* [Assigned task] Copy all of the records below verbatim.

(Records from a dataset)
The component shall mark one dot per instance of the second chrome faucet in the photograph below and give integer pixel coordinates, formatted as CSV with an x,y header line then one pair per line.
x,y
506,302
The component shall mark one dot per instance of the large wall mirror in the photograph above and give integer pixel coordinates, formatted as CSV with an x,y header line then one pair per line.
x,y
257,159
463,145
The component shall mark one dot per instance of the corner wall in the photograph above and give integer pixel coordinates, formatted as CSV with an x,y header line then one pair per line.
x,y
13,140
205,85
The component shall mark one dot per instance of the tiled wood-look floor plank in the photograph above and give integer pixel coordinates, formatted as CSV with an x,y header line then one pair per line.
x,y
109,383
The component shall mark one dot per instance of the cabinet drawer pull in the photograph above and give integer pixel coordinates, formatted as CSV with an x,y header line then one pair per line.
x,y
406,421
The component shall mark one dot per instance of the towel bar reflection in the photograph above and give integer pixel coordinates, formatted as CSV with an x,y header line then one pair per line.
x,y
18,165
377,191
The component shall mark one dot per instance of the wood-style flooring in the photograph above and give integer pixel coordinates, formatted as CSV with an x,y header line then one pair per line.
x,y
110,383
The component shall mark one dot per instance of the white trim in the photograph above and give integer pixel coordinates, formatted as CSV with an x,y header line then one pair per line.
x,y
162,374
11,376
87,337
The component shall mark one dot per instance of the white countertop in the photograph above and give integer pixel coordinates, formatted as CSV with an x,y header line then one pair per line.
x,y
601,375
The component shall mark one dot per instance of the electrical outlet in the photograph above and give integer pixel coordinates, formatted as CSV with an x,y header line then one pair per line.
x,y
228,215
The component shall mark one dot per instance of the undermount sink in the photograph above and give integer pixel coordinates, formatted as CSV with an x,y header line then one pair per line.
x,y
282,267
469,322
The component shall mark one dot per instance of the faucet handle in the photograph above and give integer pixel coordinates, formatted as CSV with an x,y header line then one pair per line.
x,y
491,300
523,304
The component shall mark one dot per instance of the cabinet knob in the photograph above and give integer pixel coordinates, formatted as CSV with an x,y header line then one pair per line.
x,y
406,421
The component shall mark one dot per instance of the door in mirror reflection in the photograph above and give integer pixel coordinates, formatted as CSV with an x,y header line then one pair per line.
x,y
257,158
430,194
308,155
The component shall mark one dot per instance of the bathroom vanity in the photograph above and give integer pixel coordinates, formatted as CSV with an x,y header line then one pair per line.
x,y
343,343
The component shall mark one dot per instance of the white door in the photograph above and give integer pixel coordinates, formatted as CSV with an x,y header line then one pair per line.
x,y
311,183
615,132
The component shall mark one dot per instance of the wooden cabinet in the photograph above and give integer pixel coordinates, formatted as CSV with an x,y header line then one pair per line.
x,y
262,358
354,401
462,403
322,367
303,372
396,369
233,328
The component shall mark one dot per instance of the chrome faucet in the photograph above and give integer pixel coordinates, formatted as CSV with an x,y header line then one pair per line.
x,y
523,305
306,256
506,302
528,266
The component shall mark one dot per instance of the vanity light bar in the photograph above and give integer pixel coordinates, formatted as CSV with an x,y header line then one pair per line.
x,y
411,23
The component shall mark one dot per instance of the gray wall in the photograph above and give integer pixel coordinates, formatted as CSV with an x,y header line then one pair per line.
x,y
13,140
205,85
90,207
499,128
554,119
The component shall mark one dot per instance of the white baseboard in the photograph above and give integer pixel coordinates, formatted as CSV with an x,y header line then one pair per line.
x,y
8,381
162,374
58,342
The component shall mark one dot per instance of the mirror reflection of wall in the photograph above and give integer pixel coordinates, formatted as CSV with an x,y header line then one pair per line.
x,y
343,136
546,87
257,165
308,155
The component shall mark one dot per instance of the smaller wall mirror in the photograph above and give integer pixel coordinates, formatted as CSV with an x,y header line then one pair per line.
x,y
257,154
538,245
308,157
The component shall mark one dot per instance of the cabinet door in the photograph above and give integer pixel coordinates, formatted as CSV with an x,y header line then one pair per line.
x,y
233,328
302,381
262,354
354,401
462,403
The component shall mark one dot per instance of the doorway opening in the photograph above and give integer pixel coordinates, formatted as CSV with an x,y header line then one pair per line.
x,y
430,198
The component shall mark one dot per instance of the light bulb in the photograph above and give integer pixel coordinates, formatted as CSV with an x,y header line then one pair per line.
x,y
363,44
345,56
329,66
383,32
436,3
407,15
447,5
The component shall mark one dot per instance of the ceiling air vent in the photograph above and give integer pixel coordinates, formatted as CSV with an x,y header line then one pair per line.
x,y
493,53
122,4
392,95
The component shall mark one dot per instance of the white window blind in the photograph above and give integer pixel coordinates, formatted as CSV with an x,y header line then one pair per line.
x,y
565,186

* [Your solution]
The component shall mark one dot per instance of the second chrome faucet in the photograph below and give integer pixel coordinates, formatted as CSV with an x,y header line then one pair per line.
x,y
506,302
The component shall mark one dot per instance of the large wall mirror in the photograph above and give integer pixel coordinates, formatted as CSV with an x,y header line then one pair per line.
x,y
257,159
463,145
The component shall mark one dot per instance of the corner wall in the photograph above and give integer pixel coordinates, formatted as CSV with an x,y header line then one pair per line.
x,y
13,140
205,85
The component shall mark one dot per instance of the tiled wood-look floor plank in the photograph above and give integer pixel coordinates, formatted as CSV with an x,y header line then one pair per line.
x,y
109,383
The component shall mark one dot per instance of the cabinet drawer pull in the photograph above and give integer pixel coordinates, formatted as CSV with an x,y header line then one pair per line.
x,y
406,421
The component shall mark one dot per instance of the towel bar reflection in the photograph above and give integer pixel coordinates, formatted as CSV with an x,y header line then one pair per line.
x,y
18,165
377,191
The component shall mark one dot per instance of the wood-style flooring in the photograph above and give integer pixel coordinates, formatted as CSV with an x,y header line then one pair per line.
x,y
110,383
The component shall mark one dot per instance of the white trim in the photograph above and give integer pixel coordinates, formatted as CSV with an x,y header line then one pair per line.
x,y
162,374
11,376
87,337
The component shall mark one dot per instance of the white countertop in the photograph above and give integer pixel coordinates, formatted as CSV with an x,y header line then one pair per line.
x,y
601,375
The component shall mark one dot per instance of the electrical outlet in the photograph above and give integer pixel coordinates, formatted as CSV with an x,y header line then one pair per line.
x,y
228,215
The component shall mark one dot per instance of the undermount sink in the photograph above and give integer pixel coordinates, formatted as CSV with an x,y header line then one pair per line.
x,y
282,267
469,322
The component shall mark one dot per instance of the faucet handle in the photograph above and give integer pixel coordinates, formatted as CSV with an x,y header line then one pair per line.
x,y
491,300
523,304
The component shall mark one dot per instance of the cabinet knob in the photograph above and give integer pixel coordinates, formatted as CSV with an x,y header line then one pair per line.
x,y
406,421
The component shall mark one dot per instance of the door in mirror reflection in the photograph above and give integer pixel coordinates, formatted as CSV with an x,y header line then one pair per line.
x,y
257,158
430,194
308,155
The component shall mark one dot per instance of the bathroom vanity in the photograph above and give integer pixel coordinates, formatted as CSV with an x,y header line then one pair per line.
x,y
343,343
The component shall mark one dot per instance of the white door in the photograph above and give integer pixel coordinates, formatted as CSV with an x,y header line then one pair per line.
x,y
311,183
615,132
The component shall mark one dot per instance of the wooden cabinet in the photograph above and give integer pixel coordinates, formatted as CSV with an x,y header line then one pair per line.
x,y
262,358
354,401
462,403
322,367
303,372
396,369
233,328
The component shall mark one dot per instance of the chrome faucet in the photograph above and give integer pixel coordinates, formatted as CSV with an x,y header line then one pair per line.
x,y
523,305
306,256
506,302
528,266
The component shall mark one dot per instance of the vanity light bar in the photograph above and give integer pixel coordinates, formatted as CSV with an x,y header line then one pair per line.
x,y
411,23
The component shall mark one dot per instance of the gray wall in the photograph above and give integer pixel coordinates, formatted as CSV with an x,y header line then one pair per line.
x,y
13,140
205,85
90,207
499,128
554,119
The component shall mark one dot per instance of the white baseboard in the photograph above and give integer pixel coordinates, formatted as CSV with an x,y header line then one pair per line.
x,y
8,381
162,374
58,342
The component shall mark one dot per instance of the mirror reflection of wall in the photograph above and give integer pixel coordinates, formatted as CSV with an x,y header line then one pair per line.
x,y
343,136
546,87
257,165
308,155
The component shall mark one dot per instance of the smaller wall mirror in the photograph above and give integer pixel coordinates, formatted as CSV with an x,y header line then one pair per line.
x,y
257,154
538,245
308,157
The component shall mark one dot per instance of the cabinet door in the photograph above and give integer pixel coordinates, formatted as CSV with an x,y header line then one pair per line.
x,y
233,328
302,381
262,354
354,401
462,403
The component shall mark one dot per instance of the doorway opening in the photograph above and give integer pixel coordinates, formatted as CSV with an x,y header line then one pair per line.
x,y
430,198
The component shall mark one dot per instance of the light bulb in the photograph above and give integer pixel coordinates, formatted as CSV with an x,y header line then one pair per line.
x,y
363,44
345,56
329,66
383,32
436,3
407,15
447,5
The component shall mark one dot per instance of the ceiling air vent in the photograph above and give integer pixel coordinates, formatted as CSV with an x,y header line then one pair per line.
x,y
493,53
122,4
392,95
The component shall mark one dot per instance of the white window blind in the photograph above and give integer pixel coordinates, formatted as CSV with an x,y header line then one pair per line.
x,y
565,186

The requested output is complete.